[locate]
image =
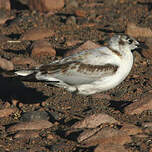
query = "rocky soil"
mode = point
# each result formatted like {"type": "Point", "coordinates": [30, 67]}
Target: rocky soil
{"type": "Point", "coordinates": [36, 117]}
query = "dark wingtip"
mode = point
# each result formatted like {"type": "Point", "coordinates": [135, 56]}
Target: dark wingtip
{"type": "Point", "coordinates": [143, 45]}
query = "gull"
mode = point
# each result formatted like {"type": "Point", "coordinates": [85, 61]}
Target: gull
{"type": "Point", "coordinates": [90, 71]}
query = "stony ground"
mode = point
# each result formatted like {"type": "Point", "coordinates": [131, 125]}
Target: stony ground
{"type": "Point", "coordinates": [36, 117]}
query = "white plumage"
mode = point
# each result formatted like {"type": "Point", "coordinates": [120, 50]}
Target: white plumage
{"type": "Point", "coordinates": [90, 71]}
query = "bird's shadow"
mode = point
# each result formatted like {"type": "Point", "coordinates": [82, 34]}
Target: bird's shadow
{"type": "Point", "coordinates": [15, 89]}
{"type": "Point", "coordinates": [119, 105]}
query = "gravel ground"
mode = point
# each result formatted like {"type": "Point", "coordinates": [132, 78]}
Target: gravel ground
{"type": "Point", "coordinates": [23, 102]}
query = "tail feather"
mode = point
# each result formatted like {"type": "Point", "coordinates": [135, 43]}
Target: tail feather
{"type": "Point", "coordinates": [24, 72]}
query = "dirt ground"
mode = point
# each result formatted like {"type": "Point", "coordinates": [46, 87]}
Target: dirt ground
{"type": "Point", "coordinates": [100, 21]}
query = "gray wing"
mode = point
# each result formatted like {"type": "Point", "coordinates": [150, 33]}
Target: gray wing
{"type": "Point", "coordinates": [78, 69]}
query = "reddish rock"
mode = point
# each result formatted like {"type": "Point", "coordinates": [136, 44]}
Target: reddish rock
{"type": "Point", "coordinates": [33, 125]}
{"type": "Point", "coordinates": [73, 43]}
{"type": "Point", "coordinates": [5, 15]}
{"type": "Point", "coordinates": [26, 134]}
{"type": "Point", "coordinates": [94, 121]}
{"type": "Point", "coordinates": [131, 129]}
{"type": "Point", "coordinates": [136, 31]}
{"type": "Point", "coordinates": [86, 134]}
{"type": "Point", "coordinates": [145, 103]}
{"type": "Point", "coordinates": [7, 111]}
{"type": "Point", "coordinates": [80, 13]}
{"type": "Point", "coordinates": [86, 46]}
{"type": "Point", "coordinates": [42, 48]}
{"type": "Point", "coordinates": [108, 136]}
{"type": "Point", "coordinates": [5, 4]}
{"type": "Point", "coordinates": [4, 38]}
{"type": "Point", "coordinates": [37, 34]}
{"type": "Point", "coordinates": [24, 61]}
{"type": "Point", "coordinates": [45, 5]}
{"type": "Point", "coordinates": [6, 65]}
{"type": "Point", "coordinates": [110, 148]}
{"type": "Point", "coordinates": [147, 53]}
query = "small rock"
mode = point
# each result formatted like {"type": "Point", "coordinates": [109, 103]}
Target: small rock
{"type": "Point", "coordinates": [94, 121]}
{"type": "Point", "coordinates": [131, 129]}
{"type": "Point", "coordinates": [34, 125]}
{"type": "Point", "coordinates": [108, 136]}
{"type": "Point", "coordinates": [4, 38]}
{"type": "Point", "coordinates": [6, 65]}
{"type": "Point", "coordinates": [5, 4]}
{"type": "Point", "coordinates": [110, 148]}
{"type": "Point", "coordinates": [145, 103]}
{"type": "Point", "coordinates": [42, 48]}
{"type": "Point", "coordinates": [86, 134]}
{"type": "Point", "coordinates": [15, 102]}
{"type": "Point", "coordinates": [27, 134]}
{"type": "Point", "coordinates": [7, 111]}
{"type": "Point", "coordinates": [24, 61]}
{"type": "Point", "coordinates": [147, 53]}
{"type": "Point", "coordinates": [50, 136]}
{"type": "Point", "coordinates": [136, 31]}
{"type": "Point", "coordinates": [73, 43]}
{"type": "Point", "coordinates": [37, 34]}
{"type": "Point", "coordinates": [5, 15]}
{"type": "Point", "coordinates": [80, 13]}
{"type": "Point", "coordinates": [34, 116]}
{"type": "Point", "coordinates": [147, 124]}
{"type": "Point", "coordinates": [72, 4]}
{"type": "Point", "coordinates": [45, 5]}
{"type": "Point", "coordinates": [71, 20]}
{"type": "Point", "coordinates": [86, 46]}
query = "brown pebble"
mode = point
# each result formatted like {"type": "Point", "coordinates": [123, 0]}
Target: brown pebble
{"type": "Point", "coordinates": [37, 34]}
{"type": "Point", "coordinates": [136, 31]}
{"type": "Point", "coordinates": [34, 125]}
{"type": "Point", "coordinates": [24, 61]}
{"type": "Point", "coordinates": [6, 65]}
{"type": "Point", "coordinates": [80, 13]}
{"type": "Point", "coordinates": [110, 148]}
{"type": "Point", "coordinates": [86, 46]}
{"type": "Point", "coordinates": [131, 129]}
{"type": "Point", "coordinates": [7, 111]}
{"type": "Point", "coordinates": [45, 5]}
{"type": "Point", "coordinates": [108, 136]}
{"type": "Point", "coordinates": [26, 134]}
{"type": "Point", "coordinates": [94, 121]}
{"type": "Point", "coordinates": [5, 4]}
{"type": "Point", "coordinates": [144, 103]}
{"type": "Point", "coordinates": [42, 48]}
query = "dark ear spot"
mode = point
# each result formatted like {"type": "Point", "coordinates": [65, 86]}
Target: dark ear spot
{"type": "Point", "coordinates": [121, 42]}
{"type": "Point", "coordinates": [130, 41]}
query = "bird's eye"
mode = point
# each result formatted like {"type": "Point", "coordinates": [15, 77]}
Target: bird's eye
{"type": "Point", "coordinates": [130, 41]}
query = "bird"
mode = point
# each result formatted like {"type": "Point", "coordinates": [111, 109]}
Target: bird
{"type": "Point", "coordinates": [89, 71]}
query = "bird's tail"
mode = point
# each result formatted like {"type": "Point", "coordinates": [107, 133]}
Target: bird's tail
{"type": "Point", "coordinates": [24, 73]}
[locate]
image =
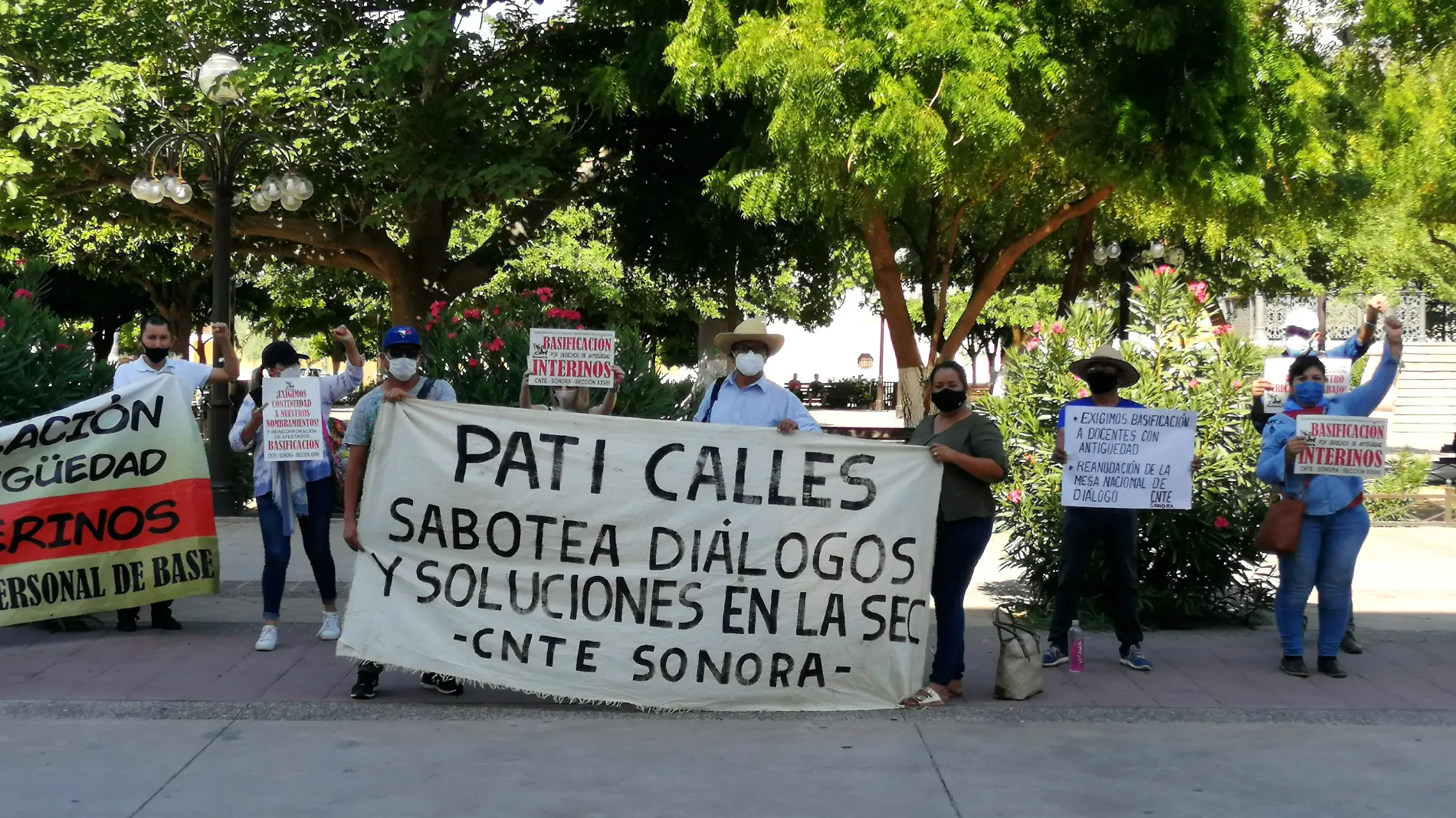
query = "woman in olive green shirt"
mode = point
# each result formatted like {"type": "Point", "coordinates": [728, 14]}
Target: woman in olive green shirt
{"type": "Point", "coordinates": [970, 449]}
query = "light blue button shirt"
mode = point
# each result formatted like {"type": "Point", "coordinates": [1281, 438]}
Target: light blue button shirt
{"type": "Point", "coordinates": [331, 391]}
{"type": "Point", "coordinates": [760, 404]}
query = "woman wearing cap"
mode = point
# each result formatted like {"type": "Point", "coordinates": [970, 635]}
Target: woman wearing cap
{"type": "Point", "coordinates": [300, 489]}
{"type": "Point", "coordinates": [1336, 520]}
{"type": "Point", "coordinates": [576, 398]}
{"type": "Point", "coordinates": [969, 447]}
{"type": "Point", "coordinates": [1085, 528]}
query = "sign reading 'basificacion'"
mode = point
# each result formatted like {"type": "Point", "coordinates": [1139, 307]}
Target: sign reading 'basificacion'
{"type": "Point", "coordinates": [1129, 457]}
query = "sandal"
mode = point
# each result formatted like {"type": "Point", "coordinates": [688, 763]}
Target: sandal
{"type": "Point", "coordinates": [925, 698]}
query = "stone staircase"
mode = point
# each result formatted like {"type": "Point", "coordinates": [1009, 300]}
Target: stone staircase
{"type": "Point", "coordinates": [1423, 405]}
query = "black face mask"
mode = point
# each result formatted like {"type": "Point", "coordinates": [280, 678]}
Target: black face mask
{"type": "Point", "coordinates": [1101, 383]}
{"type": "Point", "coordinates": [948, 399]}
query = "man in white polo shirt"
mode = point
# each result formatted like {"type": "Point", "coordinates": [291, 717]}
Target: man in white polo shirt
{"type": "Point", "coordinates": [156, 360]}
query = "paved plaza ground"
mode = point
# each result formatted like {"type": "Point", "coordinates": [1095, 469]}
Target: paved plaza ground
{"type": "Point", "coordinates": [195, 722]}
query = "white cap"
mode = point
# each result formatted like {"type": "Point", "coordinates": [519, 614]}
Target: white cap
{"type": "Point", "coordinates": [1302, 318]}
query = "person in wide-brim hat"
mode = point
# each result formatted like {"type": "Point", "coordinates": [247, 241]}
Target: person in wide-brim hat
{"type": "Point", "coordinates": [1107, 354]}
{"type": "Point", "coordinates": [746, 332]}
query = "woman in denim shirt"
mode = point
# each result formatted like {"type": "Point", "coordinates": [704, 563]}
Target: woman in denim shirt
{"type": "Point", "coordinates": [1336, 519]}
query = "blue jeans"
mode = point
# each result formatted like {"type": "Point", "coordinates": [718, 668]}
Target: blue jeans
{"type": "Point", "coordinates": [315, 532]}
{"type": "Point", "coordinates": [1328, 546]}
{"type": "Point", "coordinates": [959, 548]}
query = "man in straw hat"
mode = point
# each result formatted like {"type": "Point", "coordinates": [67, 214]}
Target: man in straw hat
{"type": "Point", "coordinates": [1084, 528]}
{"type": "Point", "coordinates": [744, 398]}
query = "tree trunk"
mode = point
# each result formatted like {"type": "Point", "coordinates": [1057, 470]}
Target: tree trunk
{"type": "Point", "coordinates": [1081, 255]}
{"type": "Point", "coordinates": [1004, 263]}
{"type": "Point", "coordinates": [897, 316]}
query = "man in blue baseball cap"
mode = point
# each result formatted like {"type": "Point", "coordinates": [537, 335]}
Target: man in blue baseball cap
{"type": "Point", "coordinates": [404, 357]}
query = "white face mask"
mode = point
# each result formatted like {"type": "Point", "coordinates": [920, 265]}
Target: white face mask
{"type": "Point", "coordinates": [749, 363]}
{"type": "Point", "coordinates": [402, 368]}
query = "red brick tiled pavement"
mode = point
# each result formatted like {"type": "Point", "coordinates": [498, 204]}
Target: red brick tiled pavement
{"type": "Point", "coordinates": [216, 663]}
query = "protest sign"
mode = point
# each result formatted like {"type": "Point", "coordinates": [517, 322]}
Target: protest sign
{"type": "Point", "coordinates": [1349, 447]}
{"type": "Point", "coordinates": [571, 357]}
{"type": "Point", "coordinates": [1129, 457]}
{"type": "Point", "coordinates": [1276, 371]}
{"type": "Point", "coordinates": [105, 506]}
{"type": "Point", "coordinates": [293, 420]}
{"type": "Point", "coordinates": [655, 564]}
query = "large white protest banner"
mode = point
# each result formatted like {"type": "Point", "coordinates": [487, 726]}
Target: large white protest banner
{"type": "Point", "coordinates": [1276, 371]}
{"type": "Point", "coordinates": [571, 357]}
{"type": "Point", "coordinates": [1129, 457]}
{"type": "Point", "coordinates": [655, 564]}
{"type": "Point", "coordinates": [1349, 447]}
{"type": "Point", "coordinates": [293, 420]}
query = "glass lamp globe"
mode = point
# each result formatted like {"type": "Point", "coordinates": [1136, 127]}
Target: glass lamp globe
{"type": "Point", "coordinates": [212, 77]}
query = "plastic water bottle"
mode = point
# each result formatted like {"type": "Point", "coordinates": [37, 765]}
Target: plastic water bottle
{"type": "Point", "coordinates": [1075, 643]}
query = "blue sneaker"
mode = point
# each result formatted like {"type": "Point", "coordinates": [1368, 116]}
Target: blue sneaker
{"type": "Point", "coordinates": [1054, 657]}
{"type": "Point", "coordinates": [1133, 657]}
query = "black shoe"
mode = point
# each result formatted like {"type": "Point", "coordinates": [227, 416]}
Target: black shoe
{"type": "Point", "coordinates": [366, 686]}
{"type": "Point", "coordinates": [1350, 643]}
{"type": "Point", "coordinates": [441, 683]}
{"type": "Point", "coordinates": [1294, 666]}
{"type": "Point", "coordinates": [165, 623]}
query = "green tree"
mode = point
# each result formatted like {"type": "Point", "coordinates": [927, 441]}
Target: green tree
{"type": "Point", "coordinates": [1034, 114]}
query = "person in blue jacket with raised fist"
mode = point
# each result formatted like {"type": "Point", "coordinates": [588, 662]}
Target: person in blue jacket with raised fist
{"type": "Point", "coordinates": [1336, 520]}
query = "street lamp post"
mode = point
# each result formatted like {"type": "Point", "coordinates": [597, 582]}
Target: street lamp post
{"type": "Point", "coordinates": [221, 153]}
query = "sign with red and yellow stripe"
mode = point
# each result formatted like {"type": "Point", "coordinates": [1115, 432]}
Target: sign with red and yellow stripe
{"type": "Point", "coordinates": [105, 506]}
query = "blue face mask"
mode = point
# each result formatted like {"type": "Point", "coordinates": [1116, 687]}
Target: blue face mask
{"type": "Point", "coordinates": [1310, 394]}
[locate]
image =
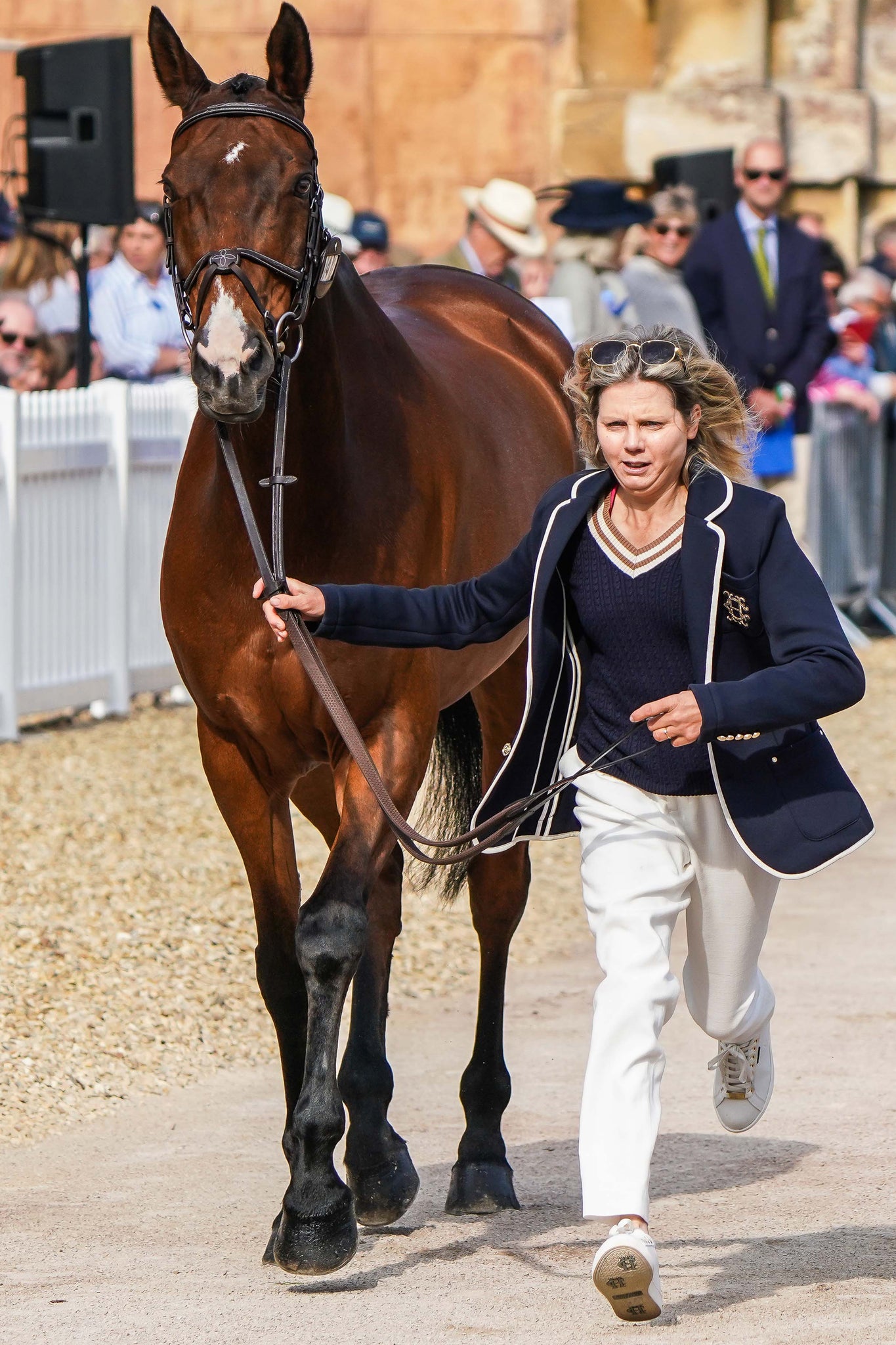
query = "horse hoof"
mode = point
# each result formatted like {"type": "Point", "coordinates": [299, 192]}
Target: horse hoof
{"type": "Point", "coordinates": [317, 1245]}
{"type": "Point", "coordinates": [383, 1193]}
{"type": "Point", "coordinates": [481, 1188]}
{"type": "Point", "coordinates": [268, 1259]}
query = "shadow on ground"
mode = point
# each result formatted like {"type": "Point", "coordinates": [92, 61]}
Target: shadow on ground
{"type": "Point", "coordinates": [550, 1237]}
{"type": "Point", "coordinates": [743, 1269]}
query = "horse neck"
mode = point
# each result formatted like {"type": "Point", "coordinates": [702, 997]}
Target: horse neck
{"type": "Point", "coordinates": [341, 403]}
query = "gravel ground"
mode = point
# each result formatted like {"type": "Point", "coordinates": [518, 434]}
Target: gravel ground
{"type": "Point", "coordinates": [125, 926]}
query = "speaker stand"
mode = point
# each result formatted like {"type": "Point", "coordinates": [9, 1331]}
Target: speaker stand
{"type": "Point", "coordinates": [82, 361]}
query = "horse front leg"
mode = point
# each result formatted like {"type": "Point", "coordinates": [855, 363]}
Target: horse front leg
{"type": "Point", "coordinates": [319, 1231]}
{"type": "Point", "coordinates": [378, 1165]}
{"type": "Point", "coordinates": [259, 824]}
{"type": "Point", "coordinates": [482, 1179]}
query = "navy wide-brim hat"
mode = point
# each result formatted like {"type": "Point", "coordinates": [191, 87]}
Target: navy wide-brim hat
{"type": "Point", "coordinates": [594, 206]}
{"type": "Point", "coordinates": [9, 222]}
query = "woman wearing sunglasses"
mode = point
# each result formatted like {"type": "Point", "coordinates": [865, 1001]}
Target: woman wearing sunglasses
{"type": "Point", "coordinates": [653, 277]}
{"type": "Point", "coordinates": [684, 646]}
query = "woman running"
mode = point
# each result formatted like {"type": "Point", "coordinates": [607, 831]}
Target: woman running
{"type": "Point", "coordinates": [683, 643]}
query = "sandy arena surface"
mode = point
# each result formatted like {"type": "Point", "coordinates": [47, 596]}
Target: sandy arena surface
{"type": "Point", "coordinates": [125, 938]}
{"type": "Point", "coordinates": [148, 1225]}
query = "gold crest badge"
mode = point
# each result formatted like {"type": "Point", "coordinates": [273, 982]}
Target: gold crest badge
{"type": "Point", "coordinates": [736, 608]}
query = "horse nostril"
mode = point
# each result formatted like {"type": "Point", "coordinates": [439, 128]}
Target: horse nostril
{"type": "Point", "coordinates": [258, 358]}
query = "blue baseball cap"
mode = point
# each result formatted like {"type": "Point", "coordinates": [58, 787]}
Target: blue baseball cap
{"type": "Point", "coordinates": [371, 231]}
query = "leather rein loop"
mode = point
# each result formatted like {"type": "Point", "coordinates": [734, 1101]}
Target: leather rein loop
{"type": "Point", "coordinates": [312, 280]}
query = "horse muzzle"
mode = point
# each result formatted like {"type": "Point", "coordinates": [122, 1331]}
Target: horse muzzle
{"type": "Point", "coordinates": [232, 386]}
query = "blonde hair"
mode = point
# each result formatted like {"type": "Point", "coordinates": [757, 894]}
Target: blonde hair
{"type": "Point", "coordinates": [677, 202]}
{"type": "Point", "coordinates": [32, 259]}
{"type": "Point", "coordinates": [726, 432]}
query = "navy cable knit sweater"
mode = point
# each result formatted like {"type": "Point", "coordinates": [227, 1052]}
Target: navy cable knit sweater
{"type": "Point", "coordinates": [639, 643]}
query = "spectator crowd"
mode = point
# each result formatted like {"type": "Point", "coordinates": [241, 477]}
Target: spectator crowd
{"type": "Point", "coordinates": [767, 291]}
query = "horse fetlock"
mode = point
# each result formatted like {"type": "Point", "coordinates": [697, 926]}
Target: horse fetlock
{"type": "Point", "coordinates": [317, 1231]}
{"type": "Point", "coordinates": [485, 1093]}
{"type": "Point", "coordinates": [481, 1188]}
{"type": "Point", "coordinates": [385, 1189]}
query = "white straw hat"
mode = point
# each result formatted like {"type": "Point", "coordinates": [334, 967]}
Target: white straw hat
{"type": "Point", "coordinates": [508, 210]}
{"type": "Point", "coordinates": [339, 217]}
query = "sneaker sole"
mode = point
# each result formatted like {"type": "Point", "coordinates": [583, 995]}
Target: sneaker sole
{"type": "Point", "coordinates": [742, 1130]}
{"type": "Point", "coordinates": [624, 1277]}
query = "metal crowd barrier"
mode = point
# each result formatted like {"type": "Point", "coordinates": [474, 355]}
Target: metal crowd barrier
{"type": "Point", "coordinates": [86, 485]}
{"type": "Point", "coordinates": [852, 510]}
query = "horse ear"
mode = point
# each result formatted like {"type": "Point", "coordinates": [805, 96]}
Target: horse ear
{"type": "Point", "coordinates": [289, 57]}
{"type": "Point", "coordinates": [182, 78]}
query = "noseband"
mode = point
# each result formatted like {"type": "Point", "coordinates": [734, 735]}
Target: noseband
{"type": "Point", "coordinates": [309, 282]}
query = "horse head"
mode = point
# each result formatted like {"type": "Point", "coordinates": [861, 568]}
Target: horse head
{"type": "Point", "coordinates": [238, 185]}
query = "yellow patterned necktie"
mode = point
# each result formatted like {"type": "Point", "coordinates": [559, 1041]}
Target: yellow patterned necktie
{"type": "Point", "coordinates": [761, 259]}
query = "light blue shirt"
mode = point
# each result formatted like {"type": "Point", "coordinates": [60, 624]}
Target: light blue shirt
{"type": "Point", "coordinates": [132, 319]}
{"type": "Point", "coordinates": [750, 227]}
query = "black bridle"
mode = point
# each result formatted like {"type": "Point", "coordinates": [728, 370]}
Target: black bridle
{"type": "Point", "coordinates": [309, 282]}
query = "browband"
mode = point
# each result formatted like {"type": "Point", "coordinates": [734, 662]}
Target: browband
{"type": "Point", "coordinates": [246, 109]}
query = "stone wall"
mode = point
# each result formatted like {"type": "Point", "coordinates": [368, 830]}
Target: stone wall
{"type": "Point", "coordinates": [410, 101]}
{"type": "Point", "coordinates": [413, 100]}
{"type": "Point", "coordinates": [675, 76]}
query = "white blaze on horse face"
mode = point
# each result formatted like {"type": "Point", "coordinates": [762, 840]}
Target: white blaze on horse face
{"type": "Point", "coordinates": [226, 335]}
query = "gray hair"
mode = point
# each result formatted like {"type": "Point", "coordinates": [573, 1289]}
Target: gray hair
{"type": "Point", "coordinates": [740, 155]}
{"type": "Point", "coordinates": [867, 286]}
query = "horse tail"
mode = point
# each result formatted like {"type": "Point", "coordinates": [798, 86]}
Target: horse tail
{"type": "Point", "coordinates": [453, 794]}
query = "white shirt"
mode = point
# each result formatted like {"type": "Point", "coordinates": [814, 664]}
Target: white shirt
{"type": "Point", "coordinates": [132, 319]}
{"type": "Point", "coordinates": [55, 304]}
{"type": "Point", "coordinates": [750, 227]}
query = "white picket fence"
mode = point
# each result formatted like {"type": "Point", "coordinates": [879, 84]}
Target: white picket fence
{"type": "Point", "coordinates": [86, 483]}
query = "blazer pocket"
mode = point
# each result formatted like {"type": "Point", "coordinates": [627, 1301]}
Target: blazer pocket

################

THE REQUEST.
Copy out every line of the entries above that contains the word "bottle", treating uppercase and lowercase as different.

THE COMPLETED TASK.
query = "plastic water bottle"
Target: plastic water bottle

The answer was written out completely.